▽
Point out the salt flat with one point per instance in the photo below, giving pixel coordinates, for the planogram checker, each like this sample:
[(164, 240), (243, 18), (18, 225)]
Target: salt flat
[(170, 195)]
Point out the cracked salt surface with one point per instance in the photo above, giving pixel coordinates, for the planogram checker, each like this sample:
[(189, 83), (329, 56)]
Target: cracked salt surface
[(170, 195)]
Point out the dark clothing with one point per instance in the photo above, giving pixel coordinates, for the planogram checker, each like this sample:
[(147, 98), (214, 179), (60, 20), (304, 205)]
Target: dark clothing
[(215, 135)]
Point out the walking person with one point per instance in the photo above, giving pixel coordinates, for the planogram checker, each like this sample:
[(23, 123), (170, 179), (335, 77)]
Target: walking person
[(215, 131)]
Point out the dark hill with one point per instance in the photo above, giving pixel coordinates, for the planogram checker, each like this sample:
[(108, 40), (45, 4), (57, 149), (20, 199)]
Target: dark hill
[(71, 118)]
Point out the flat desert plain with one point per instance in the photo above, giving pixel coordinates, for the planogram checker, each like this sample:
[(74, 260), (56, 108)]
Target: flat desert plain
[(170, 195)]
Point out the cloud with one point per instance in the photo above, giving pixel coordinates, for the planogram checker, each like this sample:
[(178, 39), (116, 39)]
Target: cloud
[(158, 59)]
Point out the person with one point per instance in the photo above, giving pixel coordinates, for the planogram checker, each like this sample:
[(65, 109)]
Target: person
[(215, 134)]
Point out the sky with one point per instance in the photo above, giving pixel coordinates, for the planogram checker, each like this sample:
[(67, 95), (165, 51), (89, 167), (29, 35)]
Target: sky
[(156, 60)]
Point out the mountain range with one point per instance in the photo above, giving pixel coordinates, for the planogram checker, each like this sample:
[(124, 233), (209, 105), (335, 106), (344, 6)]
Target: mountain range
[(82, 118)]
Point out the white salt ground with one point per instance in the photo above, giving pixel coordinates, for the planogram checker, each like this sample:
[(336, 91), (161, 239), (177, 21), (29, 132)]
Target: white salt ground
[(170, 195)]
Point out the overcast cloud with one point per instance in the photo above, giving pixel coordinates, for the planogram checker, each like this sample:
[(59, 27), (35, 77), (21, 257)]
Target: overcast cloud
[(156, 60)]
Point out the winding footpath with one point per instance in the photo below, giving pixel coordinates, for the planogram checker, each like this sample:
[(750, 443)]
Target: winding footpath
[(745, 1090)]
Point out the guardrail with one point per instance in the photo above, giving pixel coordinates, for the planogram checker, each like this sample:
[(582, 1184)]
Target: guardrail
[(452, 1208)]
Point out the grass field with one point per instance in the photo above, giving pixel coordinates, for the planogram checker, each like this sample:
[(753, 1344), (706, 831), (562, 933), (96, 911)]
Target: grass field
△
What the task requires — Quote every line from the line containing "Point out the white" through the closing line of the listing, including both.

Output of the exercise —
Point out the white salt ground with one point per instance in the photo above, giving pixel coordinates, for the planogram checker, each like this sample:
[(336, 91), (161, 239), (177, 21), (29, 132)]
Target: white salt ground
[(170, 195)]
Point out the overcast cloud with one point per instance in the photo above, giving pixel coordinates, for the planogram checker, each like this sample:
[(59, 27), (35, 77), (21, 257)]
Target: overcast cloud
[(156, 60)]
Point out the winding footpath with one point per instance in the photo below, giving pixel coordinates, for the planogram checker, each like this sample:
[(750, 443)]
Target: winding footpath
[(745, 1090)]
Point out the guardrail with one point per instance in the photo above, giving pixel coordinates, for the planogram checker, each like this sample:
[(582, 1184)]
Target: guardrail
[(452, 1208)]
Point out the grass field with one point per instance in the photo above, giving pixel coordinates, for the planogram checker, each like this sample:
[(753, 1344), (706, 831), (562, 933), (96, 911)]
Target: grass field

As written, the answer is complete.